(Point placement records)
━━━━━━
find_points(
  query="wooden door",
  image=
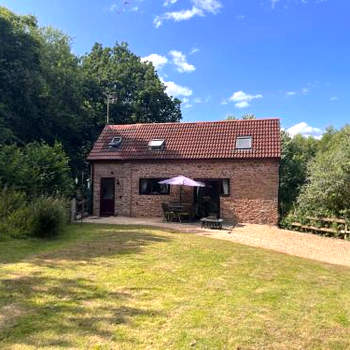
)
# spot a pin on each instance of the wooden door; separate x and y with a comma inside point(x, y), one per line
point(107, 196)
━━━━━━
→ **BRIEF**: Rewrite the material with "wooden door" changed to "oak door" wherever it appears, keeping everything else the same and omitting the pictures.

→ **OUTPUT BELOW**:
find_points(
  query="oak door",
  image=
)
# spot a pin on each instance of the oak door; separate x and y with a comma inside point(x, y), one per line
point(107, 196)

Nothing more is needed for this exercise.